_INSTRUCTIONS FOR THE TASK_: Reproduce each of the entries below verbatim, without altering a single line.

_EXCERPTED RECORDS_:
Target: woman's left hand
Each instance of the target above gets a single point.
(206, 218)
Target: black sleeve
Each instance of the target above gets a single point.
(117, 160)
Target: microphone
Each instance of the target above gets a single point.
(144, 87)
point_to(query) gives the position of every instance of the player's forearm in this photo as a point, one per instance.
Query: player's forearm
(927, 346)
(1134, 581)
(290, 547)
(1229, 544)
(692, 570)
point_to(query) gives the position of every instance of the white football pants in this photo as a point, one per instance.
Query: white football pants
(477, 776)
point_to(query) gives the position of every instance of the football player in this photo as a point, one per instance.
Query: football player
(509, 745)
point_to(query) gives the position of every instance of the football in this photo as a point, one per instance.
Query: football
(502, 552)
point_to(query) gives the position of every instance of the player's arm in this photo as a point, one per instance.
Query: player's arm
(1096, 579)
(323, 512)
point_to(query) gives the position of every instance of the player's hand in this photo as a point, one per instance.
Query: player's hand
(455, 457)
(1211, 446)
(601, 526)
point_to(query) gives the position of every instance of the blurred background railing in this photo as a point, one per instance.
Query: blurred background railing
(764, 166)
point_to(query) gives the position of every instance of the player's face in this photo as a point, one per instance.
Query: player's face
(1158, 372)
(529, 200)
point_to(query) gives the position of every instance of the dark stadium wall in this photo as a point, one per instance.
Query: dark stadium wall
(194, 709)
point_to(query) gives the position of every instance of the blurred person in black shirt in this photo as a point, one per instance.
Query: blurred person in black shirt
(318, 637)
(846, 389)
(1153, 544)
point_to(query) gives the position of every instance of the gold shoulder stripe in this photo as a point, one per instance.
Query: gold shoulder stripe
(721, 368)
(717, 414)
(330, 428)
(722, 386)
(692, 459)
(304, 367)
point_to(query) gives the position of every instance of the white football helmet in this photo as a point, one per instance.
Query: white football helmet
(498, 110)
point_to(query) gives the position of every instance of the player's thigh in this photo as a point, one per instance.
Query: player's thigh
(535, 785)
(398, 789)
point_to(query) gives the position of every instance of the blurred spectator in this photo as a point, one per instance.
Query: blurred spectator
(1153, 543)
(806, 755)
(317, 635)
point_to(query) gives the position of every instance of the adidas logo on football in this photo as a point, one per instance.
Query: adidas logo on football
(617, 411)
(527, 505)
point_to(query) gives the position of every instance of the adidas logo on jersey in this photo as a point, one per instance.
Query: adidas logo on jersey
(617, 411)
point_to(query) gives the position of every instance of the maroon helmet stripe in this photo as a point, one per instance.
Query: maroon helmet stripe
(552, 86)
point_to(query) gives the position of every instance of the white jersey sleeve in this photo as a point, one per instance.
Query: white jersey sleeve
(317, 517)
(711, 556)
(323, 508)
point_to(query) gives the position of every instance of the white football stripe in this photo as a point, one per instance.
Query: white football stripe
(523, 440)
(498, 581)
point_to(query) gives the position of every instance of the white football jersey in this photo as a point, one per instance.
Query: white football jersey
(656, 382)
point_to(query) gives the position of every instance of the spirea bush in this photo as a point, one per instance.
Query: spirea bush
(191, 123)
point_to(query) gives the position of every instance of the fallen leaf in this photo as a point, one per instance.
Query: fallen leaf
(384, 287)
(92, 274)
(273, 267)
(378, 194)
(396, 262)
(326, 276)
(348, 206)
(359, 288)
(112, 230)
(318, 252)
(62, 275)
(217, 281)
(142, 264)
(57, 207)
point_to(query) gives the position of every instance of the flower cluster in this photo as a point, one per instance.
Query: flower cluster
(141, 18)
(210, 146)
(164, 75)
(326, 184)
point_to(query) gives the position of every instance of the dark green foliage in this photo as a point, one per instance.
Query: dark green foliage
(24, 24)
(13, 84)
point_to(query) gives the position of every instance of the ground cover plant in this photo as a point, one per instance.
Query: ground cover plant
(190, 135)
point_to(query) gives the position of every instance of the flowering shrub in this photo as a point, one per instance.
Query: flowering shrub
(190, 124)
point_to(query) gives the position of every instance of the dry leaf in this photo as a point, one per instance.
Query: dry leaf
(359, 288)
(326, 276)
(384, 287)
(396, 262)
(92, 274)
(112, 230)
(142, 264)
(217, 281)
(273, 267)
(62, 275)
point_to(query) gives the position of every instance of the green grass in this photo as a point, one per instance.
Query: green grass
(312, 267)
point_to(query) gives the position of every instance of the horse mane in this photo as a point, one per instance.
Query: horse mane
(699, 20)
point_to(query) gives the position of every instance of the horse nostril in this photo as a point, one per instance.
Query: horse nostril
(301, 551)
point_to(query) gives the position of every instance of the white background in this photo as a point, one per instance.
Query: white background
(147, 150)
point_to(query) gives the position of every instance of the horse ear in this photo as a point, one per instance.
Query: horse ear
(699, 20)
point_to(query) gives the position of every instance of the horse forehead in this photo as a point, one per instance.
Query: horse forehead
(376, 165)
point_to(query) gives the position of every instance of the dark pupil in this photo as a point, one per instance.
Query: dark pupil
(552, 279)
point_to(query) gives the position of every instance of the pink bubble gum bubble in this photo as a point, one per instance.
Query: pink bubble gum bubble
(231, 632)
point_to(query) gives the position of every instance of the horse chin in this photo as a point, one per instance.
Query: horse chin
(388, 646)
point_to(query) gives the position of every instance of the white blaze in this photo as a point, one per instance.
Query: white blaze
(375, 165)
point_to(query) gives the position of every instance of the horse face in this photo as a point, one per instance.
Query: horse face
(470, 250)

_COMPLETE OUTPUT_:
Target: woman's left hand
Each instance of the target above gets a single point.
(206, 218)
Target: black sleeve
Each instance of the target above gets a single point.
(117, 160)
Target: microphone
Each instance of the target above gets a single point.
(144, 87)
point_to(query) gives the position of every instance of the player's forearm in this photo as a point, one per instance.
Query: player's forearm
(927, 346)
(1134, 581)
(290, 547)
(1229, 544)
(692, 570)
point_to(query) gives the position of every instance of the white football pants in this photo as a point, one per instance.
Query: white football pants
(477, 776)
point_to(query) gives the position of every instance of the football player in this photo as a point, one per instance.
Query: football player
(509, 745)
point_to(query) gives the position of every instance of the football in this photo as a point, one per instance.
Query: football
(502, 552)
point_to(query) gives the position of every instance of the player's arm in this photo as a point, one per instance.
Query: player's arm
(1096, 579)
(323, 512)
point_to(query) gives the position of every instance of the player's hand in this photo as a point, one per instance.
Query: player's hand
(455, 457)
(1211, 446)
(601, 526)
point_to(query) gives the position of every instance of the blurred background railing in this photo as a point, one per instance.
Query: blurred background railing
(764, 166)
point_to(query) gives the position of every instance of the player's face in this photo as a point, one per instance.
Query: player's face
(1158, 372)
(529, 200)
point_to(query) gives the position of every instance of the dark stadium wall in this photo as a point, one per instance.
Query: dark stadium wall
(194, 709)
point_to(query) gives the position of every instance of the blurred person in black shirt in this photo as a point, one per instance.
Query: blurred person in black shirt
(318, 637)
(846, 389)
(1153, 544)
point_to(query) gives the position of every instance of the gold shoulder stripe in this photo as a point, one per instance.
Query: gold shoulder stripe
(721, 368)
(717, 414)
(330, 428)
(722, 386)
(692, 459)
(304, 367)
point_to(query) gives the position of every instance of the white football helmet in this photo as a point, one per instance.
Query: white football helmet
(498, 110)
point_to(query) gives the position of every instance of the player's thigh in this photo as a point, one per instance.
Query: player's thigh
(535, 785)
(398, 789)
point_to(query) gives the position of every instance of the blurred spectator in this photo as a point, one per instance.
Query: blurred spectator
(1153, 543)
(806, 755)
(317, 635)
point_to(query) gives the position of every instance of the adidas logo on football in this photo as a point, one per instance.
Query: adidas logo on football
(617, 411)
(527, 505)
point_to(query) gives the position of every instance of the adidas logo on jersey in this photo as a point, one per instance.
Query: adidas logo on jersey
(617, 411)
point_to(query) gives the position of every instance of the maroon helmet stripe in this photo as a point, one per instance.
Query: maroon helmet stripe
(552, 86)
point_to(query) gives the position of every instance of the white jersey sleeve in this photo as a point, one per instance.
Query: white jersey sleeve
(317, 517)
(711, 556)
(323, 508)
point_to(query) gives the position of every instance of the white football stripe in this photo as a point, one per instance.
Query: white football stripe
(523, 440)
(498, 581)
point_to(query) gives the position of every instance of the white football jersey in this photo as a point, one per instance.
Query: white football jersey
(656, 382)
point_to(query) gives the position of every instance of the spirea bush in this photo as a point, one per instance.
Query: spirea bush
(191, 123)
point_to(query) gives the position of every instance of the fallen leaf in this photo as a point, one per instance.
Query: fallen leaf
(384, 287)
(92, 274)
(273, 267)
(378, 194)
(396, 262)
(326, 276)
(348, 206)
(359, 288)
(112, 230)
(318, 252)
(62, 275)
(217, 281)
(142, 264)
(57, 207)
point_to(query) gives the position of every instance of the flower cluster in this photo as a point, one per instance.
Query: flower cluster
(141, 18)
(210, 146)
(164, 75)
(326, 184)
point_to(query) gives the position of every instance of the dark green foliage in this photo as a point, one per instance.
Query: dark green foliage
(24, 24)
(13, 84)
point_to(query) gives the position of every instance of the ground cover plant in this photo as a point, one per instance.
Query: ground cover plant
(190, 135)
point_to(query) gives the position of every instance of the flowering shrub in this photo as a point, one per instance.
Query: flowering shrub
(190, 124)
point_to(query) gives the position of every instance of the dry leaf in this photo as a point, one per instance.
Query: dry leaf
(359, 288)
(326, 276)
(384, 287)
(396, 262)
(92, 274)
(112, 230)
(142, 264)
(217, 281)
(273, 267)
(62, 275)
point_to(query) gives the position of every instance of the green grass in this photo as a point, one per instance.
Query: green grass
(312, 267)
point_to(query) gives the position of every instance of the horse mane in this photo as a point, one per instance.
Query: horse mane
(699, 20)
point_to(query) gives the position of every instance of the horse nostril in this photo as a point, one per instance.
Query: horse nostril
(301, 551)
point_to(query) gives the position of every instance of the white background in this photo as a point, one per instance.
Query: white background
(147, 150)
point_to(query) gives the position of every instance of the horse ear in this photo as a point, one per instance.
Query: horse ear
(699, 20)
point_to(query) gives the position of every instance of the horse forehead in this photo as a point, one per instance.
Query: horse forehead
(376, 165)
point_to(query) gives the position of every instance of the dark pupil in this photo as a point, one per instance.
Query: dark pupil
(552, 279)
point_to(query) gives the position of every instance of the pink bubble gum bubble in this photo as a point, one per instance.
Query: pink bubble gum bubble
(231, 632)
point_to(query) gives the position of every instance of the horse chin in this photo as a point, one per instance.
Query: horse chin
(388, 646)
point_to(query) gives the position of every instance of the white blaze in this photo as a point, one per instance.
Query: white blaze
(375, 165)
point_to(query) gives the position of every instance of the horse face in this photo as a point, one per instance.
Query: horse face
(470, 250)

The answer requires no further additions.